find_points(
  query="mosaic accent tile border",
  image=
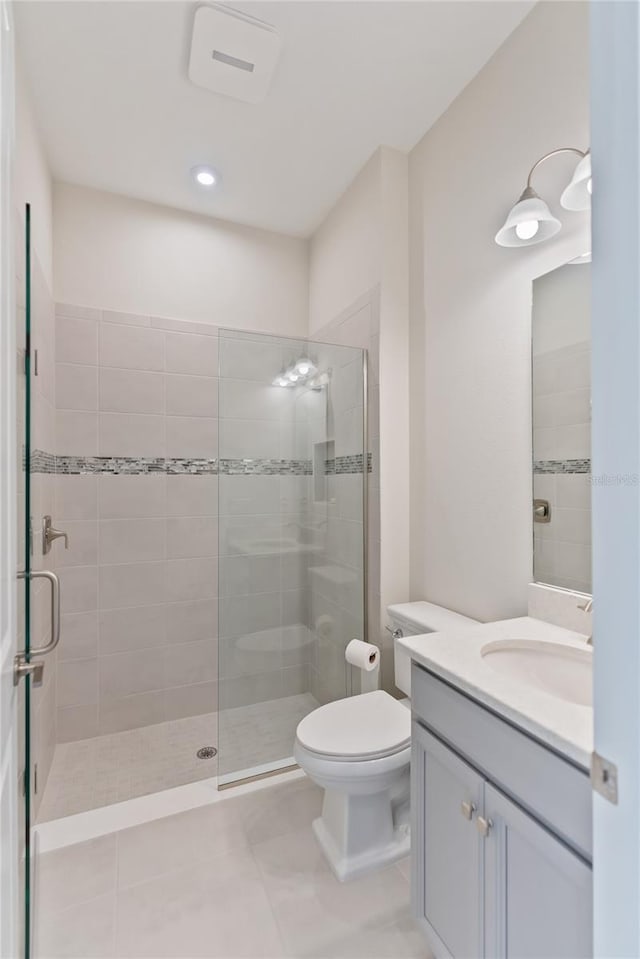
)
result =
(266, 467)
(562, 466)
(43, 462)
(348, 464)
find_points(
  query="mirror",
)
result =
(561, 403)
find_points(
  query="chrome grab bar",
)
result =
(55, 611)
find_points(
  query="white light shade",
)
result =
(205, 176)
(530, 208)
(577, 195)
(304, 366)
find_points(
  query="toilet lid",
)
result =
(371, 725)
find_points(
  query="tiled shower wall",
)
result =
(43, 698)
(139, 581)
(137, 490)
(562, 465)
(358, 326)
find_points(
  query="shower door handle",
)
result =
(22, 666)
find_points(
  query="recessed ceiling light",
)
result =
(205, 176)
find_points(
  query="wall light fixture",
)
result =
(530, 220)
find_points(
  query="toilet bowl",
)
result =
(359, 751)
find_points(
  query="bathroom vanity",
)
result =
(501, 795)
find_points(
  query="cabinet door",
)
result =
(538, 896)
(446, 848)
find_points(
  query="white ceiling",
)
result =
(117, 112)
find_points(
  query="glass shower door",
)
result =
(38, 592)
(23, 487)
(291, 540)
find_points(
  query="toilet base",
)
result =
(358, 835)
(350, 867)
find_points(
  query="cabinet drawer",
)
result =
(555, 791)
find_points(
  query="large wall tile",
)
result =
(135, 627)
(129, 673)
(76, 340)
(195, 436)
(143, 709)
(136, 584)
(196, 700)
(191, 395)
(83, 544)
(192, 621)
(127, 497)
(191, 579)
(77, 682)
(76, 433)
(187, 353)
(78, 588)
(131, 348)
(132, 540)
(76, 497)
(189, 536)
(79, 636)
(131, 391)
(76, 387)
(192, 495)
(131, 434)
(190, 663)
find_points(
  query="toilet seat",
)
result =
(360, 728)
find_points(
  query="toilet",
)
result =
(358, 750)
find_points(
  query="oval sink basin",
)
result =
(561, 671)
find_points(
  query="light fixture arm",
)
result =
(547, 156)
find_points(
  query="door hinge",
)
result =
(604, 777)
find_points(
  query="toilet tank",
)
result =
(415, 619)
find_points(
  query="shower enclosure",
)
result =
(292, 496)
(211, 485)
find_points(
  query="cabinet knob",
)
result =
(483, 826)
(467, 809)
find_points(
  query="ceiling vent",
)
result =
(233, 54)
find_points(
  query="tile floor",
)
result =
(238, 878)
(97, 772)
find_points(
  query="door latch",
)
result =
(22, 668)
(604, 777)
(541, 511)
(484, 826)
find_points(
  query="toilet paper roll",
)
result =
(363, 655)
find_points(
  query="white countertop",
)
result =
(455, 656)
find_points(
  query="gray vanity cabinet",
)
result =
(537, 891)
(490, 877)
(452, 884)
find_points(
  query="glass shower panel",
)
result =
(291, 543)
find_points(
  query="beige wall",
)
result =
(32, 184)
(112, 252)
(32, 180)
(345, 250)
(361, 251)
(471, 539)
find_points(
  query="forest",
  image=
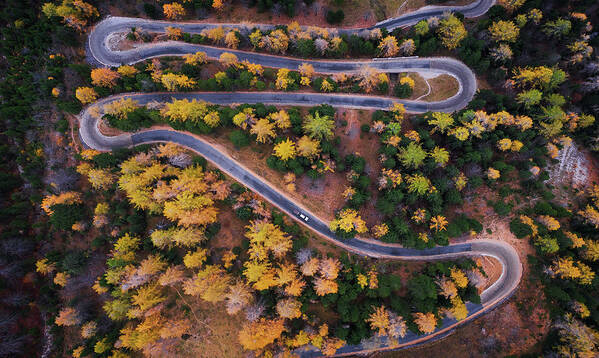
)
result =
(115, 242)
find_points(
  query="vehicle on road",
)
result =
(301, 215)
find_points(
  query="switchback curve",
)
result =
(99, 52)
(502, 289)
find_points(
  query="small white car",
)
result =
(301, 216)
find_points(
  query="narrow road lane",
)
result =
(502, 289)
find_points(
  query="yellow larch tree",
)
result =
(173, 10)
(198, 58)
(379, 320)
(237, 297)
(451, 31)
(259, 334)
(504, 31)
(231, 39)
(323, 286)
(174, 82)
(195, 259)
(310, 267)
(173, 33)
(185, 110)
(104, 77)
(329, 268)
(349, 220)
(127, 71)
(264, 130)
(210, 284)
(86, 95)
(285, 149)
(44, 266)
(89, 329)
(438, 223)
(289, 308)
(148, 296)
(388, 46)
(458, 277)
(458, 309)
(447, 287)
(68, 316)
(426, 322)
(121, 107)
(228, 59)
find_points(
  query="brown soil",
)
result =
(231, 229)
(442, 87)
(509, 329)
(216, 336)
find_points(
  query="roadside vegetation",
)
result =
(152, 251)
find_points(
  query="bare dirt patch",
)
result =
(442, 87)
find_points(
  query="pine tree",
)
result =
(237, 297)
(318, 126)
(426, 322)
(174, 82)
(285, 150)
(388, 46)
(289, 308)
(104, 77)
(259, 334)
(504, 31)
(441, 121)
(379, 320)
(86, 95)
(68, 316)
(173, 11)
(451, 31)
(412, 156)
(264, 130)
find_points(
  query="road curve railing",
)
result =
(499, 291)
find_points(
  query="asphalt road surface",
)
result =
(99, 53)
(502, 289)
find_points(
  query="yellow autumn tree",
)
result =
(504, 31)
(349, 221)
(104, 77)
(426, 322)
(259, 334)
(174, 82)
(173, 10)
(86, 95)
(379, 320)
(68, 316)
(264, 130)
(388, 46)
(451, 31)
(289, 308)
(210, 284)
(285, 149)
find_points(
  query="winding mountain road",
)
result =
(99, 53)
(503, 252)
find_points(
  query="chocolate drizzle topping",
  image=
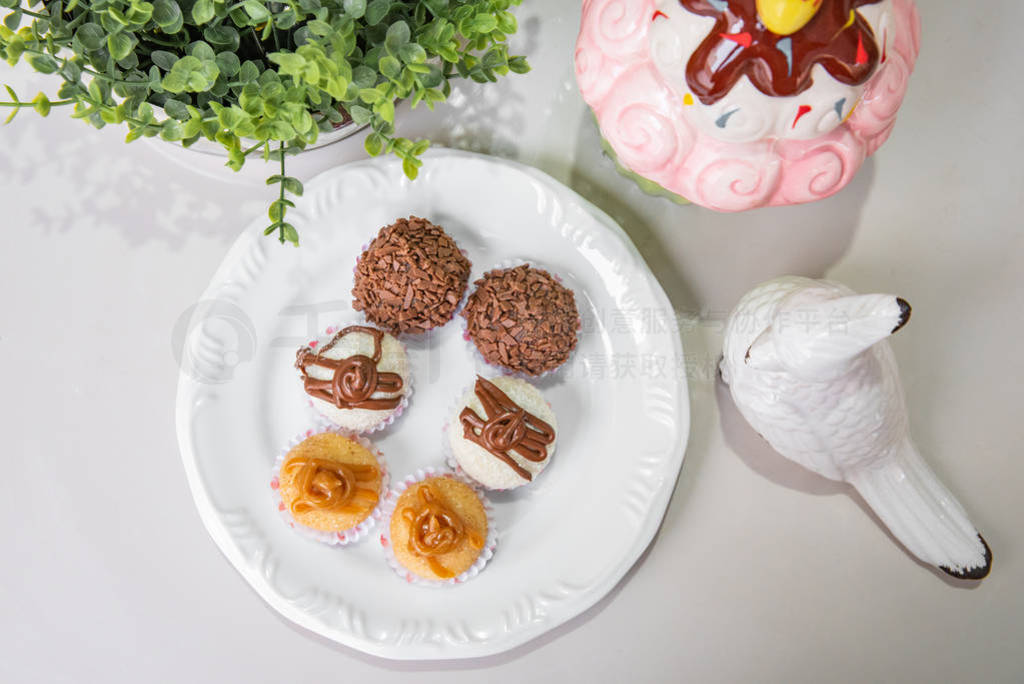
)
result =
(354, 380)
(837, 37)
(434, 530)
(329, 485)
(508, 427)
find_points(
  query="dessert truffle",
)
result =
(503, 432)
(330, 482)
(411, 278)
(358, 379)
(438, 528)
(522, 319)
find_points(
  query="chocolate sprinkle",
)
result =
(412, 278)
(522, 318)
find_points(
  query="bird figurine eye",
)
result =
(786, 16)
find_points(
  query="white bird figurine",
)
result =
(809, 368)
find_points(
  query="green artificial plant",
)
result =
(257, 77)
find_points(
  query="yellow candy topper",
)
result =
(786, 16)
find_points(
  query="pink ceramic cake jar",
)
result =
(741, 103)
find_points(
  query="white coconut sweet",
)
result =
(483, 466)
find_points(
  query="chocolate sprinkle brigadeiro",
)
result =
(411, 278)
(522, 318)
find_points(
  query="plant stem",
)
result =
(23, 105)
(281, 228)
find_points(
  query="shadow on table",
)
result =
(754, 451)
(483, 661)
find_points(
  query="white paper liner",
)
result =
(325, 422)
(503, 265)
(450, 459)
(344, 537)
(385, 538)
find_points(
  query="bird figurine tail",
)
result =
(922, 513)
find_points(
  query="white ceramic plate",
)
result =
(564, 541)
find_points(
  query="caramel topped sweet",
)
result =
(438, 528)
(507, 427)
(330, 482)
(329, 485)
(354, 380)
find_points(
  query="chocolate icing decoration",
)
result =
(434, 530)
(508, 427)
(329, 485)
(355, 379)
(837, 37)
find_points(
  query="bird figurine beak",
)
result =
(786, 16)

════════════════════

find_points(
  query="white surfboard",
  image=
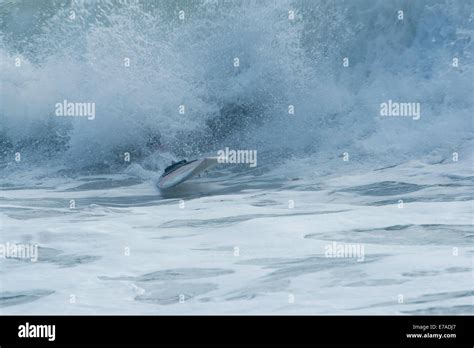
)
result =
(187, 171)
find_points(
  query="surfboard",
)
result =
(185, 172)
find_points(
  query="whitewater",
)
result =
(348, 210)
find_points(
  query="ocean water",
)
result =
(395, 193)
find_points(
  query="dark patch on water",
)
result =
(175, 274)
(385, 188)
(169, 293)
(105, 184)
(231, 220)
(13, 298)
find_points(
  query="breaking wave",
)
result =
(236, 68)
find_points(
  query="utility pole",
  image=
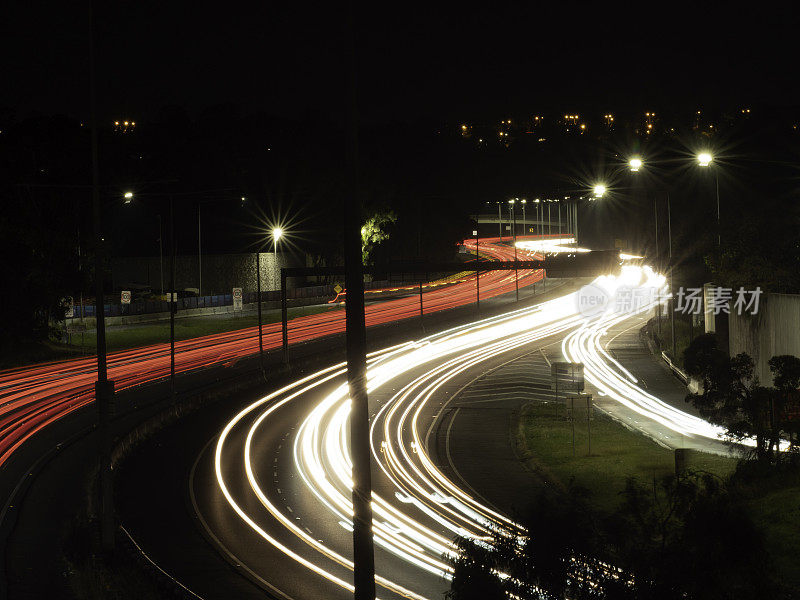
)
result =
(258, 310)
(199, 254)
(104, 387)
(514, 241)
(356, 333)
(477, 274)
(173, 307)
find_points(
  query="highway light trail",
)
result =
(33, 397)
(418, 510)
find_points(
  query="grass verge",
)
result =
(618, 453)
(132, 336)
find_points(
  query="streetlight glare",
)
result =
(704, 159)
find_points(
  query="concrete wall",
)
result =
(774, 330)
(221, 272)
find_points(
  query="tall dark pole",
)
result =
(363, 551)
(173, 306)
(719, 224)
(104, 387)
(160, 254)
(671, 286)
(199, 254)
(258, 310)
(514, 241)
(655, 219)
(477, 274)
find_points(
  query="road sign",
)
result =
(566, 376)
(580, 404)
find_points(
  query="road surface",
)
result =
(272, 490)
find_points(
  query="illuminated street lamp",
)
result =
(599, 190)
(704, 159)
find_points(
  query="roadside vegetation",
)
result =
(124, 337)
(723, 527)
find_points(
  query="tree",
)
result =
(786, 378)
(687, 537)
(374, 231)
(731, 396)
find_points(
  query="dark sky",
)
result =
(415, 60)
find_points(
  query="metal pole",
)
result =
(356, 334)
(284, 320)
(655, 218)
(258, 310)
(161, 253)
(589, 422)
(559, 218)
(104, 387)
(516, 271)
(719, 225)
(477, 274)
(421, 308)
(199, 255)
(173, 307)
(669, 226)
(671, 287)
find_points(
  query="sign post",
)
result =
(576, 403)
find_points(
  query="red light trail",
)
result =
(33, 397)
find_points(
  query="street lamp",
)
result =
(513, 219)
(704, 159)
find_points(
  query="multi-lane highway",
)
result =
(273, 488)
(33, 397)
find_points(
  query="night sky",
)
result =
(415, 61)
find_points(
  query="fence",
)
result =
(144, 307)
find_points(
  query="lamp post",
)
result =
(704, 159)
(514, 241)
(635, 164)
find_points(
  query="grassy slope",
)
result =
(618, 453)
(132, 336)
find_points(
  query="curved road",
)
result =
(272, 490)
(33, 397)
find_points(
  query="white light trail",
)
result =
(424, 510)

════════════════════

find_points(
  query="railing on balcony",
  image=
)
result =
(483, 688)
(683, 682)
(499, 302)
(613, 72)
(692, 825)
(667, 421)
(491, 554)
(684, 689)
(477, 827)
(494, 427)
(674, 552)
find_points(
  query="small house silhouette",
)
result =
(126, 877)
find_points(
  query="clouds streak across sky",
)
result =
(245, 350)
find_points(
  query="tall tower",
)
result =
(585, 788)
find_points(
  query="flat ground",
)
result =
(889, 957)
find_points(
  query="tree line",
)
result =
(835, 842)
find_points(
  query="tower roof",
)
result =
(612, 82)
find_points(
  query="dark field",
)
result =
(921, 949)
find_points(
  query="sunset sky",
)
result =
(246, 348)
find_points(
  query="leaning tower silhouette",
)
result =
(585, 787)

════════════════════

=== Task to carry out ===
Check each line of the records for the string "chocolate" and copy those that have it.

=== Task output ===
  query="chocolate drizzle topping",
  query="chocolate sprinkle",
  query="chocolate sprinkle brigadeiro",
  query="chocolate icing decoration",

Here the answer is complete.